The Washington Post boasted:  “This 14-year-old Sidwell Friends student outwitted a college historian”; The Daily Beast inflamed 179 frenzied readers with: “The Teen Who Exposed a Professor’s Myth”; The Smithsonian Magazine announced: “Fried’s work proves that the signs and the discrimination they represented did indeed exist.” The department chair at Swarthmore College echoed her thesis, and blogged, “Dear Rebecca Fried: PLEASE APPLY TO SWARTHMORE.” Google lists 4,000 websites repeating the story.  Not a single one of these bloggers actually read her essay; they are all commenting on a misleading press release.

Professor Kirby Miller, a promoter of the NINA legend, and the consultant to Miss Fried, claimed in 1985 that “Unskilled workers and servants, especially, encountered the ubiquitous ‘No Irish Need Apply’ notices when they searched for jobs in Boston, New York, and other major cities." [1] In rebuttal to Miller, my 2002 paper "’No Irish Need Apply’: A Myth of Victimization” argued that visual NINA was very rare and that the Irish concern arose from aural sources— a famous song that everyone sang about beating up the man who wrote NINA.[2] The NINA theme became critical to the self-identity of the Irish Catholics as victims of ethnic hostility who need to stay together to protect themselves in a hostile environment. 

In 2002 I showed how historians could use the new technique of computerized searching of massive databases to discover word usage. I found 12 NINA newspaper ads and no evidence of a window sign. Fried, in “No Irish Need Deny: Evidence for the Historicity of NINA Restrictions in Advertisements and Signs”[3],  uses a much larger database and more powerful software to discover 69 cases.  She claims to have refuted me.  I reject her claim.  Were NINA signs “ubiquitous” as Miller claims?  No.  Fried found only two reports of NINA signs, one in 1883 and one in 1932. The 1883 sign advertised party patronage in a government office and does not meet my criteria. She also found 20 NINA newspaper ads in one New York City newspaper in 1842-43. She says they prove that anti-Irish hostility was “often common.”  However her appendix shows that for the following eight decades she discovered a total of 8 ads in New York City papers.

Internet searching is a powerful tool that needs expert oversight; students who excel at computers need professional help to put their search results into a historiographical context. Otherwise their work will beget superficial or mistaken “history from a deck of IBM cards.” Window signs play two roles. A job exists here and “NINA” says no Irishman will get it.  A few signs a year in a city means the impact on job opportunities will be minimal.  Much more important is the second role: NINA signs created public humiliation. Hundreds of people with no interest in the job itself will walk by the window and see that Irish are undesirables.  Even a handful of window signs will be a serious humiliation for the entire Irish population, since each sign is read by many people.

● **Task set**:
1. In the essay on "No Irish Need Apply," how many cases does Fried's larger database search turn up?
2. Pick up the essay on "No Irish Need Apply" right after its final sentence and keep writing it.
The lines that come next are separate material, apart from the essay on "No Irish Need Apply."

● **Data excerpts**:
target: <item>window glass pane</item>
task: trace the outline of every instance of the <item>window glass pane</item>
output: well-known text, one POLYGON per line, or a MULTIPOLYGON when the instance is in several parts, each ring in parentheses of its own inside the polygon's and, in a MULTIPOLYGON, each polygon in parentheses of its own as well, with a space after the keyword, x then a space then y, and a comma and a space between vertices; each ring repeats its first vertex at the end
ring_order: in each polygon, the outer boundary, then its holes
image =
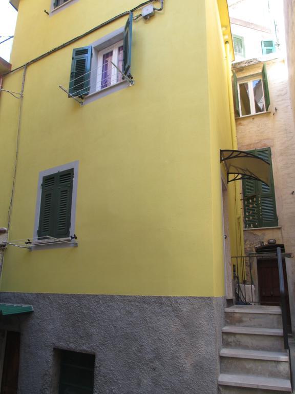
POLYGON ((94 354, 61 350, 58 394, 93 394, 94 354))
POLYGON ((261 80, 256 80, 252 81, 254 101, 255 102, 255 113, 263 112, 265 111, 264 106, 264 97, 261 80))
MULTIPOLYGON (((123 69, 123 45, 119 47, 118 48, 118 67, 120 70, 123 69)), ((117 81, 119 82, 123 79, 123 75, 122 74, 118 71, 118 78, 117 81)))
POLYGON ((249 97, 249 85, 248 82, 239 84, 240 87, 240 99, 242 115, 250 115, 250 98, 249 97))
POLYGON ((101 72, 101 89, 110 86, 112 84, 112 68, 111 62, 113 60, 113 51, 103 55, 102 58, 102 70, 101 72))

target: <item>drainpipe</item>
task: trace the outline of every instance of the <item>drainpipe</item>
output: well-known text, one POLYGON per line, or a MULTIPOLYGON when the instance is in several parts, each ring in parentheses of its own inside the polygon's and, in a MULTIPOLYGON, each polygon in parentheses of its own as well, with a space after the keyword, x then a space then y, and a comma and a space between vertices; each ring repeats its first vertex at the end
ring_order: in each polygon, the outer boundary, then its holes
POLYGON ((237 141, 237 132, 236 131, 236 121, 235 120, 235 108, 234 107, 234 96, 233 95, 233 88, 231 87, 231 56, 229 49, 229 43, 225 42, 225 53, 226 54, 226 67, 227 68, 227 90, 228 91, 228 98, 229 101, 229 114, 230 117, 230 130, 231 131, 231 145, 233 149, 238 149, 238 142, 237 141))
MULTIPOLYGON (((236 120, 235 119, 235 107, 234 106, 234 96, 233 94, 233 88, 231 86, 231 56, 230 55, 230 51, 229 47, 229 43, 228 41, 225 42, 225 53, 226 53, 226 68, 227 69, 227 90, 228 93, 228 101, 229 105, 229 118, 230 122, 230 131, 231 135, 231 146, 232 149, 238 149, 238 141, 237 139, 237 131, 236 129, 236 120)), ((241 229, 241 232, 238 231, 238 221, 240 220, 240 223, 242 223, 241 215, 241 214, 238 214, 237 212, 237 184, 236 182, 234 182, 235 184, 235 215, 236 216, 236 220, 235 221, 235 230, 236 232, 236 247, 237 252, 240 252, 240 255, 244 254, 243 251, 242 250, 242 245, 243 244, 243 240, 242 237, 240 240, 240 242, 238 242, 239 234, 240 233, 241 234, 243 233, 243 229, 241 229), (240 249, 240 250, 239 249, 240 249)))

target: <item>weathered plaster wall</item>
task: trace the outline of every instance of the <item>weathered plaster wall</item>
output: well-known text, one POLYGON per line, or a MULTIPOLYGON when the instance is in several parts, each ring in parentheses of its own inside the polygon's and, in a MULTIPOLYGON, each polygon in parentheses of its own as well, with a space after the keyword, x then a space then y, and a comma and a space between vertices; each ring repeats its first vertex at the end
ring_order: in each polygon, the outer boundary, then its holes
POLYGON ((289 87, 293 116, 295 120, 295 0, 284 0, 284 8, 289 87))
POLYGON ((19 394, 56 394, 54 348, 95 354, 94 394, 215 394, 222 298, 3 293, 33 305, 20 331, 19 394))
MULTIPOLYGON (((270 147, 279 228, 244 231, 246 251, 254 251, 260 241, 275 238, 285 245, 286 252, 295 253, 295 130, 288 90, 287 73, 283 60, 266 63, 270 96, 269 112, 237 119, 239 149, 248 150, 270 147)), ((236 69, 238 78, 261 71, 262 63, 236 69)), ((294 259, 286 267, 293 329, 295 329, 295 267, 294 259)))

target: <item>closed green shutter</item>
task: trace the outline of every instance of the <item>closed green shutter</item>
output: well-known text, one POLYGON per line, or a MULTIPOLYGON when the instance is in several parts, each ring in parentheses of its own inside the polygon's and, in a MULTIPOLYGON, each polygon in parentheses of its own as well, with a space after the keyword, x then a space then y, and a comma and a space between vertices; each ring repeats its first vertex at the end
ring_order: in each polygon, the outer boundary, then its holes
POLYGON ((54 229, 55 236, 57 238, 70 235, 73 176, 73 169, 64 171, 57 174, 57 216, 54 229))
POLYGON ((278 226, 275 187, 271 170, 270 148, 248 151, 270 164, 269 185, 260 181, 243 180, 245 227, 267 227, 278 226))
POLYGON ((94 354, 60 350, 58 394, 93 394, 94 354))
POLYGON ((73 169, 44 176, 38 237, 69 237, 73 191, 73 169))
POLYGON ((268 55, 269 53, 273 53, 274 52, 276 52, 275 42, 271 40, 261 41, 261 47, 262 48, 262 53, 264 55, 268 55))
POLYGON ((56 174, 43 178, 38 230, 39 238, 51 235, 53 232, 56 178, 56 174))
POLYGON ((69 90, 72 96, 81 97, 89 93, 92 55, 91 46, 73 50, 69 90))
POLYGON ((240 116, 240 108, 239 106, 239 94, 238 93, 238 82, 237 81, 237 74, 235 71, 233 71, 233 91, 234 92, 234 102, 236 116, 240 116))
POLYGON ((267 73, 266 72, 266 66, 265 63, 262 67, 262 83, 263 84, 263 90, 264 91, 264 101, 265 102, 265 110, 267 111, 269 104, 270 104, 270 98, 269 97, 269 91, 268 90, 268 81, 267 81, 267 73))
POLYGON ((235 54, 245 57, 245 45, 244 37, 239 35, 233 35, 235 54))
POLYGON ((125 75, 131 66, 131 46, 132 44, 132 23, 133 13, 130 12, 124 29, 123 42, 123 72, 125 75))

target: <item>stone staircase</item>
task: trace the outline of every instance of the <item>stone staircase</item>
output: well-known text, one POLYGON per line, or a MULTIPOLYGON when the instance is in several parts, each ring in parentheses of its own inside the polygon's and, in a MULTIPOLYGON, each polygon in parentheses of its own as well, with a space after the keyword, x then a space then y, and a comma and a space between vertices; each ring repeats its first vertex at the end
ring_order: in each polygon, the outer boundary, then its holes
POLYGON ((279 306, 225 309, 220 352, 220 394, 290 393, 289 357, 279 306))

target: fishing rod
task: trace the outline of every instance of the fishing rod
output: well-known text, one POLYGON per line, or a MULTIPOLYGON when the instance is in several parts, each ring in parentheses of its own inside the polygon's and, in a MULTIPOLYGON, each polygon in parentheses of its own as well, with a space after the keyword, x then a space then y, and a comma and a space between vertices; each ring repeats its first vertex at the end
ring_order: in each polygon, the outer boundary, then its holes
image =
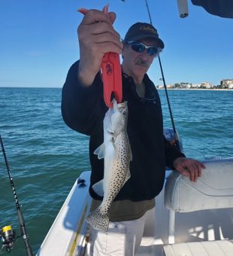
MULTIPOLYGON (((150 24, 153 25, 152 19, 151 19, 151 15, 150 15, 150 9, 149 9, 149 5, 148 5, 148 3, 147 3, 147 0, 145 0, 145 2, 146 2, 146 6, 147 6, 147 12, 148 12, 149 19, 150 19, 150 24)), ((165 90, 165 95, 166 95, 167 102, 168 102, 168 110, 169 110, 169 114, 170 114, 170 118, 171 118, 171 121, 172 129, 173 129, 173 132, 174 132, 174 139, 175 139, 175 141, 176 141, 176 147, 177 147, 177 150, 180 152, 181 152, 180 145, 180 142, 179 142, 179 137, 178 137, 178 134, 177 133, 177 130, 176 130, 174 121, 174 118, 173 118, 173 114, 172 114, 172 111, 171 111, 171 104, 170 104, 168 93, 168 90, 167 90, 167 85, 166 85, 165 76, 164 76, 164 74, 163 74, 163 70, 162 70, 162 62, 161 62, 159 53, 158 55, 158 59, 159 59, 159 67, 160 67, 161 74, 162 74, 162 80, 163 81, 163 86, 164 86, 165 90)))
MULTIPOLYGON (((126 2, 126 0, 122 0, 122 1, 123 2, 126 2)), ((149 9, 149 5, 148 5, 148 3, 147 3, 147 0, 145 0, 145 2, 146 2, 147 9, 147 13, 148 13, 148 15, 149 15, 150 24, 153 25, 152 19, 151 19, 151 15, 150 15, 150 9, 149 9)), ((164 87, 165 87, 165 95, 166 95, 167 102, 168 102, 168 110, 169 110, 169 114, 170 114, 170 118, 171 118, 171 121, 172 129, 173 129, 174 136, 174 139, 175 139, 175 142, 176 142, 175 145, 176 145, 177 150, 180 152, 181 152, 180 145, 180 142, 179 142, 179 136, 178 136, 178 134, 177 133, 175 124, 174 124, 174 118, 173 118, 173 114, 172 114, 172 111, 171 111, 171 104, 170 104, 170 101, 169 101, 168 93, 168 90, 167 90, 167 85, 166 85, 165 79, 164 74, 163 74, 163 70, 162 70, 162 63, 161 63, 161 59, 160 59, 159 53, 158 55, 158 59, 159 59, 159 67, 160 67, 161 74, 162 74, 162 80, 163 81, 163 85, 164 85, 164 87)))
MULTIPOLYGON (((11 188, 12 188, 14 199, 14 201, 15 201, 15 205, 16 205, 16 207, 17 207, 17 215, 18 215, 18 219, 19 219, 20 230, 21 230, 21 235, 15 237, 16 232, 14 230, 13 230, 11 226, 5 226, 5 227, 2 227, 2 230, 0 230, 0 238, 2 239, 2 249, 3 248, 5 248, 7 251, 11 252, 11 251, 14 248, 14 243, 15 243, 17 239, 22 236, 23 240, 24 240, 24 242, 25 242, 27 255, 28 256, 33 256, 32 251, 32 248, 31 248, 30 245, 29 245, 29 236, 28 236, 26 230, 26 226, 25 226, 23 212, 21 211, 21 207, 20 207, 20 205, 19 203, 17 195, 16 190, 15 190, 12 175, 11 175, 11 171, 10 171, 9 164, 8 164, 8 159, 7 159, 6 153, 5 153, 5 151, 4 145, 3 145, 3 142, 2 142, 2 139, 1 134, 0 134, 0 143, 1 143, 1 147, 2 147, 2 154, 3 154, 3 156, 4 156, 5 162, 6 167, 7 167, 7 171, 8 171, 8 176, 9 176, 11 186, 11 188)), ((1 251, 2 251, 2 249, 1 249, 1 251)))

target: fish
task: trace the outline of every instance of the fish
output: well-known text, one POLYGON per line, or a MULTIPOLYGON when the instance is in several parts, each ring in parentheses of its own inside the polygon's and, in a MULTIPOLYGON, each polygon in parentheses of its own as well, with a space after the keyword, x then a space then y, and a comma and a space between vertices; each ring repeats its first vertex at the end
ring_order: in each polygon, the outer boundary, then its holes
---
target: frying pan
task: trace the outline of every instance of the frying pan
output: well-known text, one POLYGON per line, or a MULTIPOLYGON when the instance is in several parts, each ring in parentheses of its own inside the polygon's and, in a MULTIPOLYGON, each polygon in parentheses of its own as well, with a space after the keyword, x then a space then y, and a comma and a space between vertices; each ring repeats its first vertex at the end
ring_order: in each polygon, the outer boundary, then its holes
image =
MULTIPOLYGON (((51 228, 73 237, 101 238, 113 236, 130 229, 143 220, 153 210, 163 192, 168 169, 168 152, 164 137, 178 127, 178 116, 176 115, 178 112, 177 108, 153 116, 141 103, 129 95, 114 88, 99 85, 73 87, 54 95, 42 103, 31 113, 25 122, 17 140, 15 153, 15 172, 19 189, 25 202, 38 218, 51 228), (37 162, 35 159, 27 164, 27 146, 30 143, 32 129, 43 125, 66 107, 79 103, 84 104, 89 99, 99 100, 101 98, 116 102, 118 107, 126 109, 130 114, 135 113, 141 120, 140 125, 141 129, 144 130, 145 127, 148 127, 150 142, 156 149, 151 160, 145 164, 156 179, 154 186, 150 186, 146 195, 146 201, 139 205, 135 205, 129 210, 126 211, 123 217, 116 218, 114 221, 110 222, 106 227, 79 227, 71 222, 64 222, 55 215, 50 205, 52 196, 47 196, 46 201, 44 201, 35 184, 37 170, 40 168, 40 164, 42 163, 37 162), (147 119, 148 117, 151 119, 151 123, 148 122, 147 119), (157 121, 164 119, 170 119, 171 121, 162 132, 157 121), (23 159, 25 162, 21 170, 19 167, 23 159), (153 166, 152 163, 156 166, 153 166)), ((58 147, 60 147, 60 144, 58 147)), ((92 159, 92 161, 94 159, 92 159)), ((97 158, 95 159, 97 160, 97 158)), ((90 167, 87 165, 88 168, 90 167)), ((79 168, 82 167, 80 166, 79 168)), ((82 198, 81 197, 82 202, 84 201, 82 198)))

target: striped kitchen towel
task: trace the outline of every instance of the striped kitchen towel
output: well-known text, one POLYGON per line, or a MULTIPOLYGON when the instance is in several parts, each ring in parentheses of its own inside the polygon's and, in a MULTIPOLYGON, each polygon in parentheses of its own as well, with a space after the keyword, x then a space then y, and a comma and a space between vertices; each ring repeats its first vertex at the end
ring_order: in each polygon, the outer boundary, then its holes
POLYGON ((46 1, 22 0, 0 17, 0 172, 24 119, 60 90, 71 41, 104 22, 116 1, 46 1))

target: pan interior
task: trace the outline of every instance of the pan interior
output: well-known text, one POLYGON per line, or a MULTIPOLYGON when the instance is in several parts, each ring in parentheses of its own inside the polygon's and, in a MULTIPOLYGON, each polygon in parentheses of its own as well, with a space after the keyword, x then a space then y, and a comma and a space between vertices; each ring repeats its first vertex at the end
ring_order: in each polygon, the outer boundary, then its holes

● **Answers for this exercise**:
1. 69 cases.

2.
I examined all her signs.  Apart from the 1883 and 1932 cases, her cases are misinterpretations and are not relevant to the historical debate.  This underscores the need for letting the class see the preliminary findings before publishing them.  A fellow student could revisit her case #65 from the 1901 Monmouth College Yearbook (in which D.R. Turnbull seeks “a partner to take interest in a home. Must have a loving heart and be willing to take an active interest. No Irish need apply”) and see this is student humor about marriage. The Yearbook staff concocted this fake “want-ad,” and they touched on the friendly campus rivalry between the Scottish Presbyterian and the Scotch-Irish Presbyterian students.[4]   The 1883 sign, case #54, came from the town of Port Washington in rural Ohio, where the local police department posted a patronage job to clean lamps on the bridges.  When Republicans won local elections, they replaced all the Democrats. Practically all the Irish were Democrats, so “no Irish need apply” represented routine political cleansing.  (I had excluded political patronage from my 2002 article, assuming that all historians knew about it.)  Other students could clarify Fried’s claim that in 1871 an English traveler validated the existence of NINA signs. He mentioned newspaper ads (not window signs) in passing, then quoted 18 lines from the NINA song. The student would report his comment, which Fried overlooked: “These words grate rather harshly on the ear in a land where all are supposed to be ‘free and equal.’" A classmate could do a Google check when Fried lists Butte, Montana, as one of the centers for anti-Irish sentiment.  The Irish so thoroughly controlled the giant Anaconda Copper Company, that the local slogan was, “NO ENGLISH NEED APPLY.”[5]  All Fried’s cases melt away under classroom scrutiny. The lesson is teachers need to insist that students review the scholarly literature before they believe everything that flashes on their screens.

History teachers will increasingly work with bright students applying their skills with complex database searches; students will need guidance regarding historical context.  Consider the 20 ads from the New York Sun in 1842-43. Fried admits their centrality to her argument. She also admits the ads probably were prepared by two employment agencies that forwarded prospects to actual employers; she presents no evidence that the actual employers only hired Protestants.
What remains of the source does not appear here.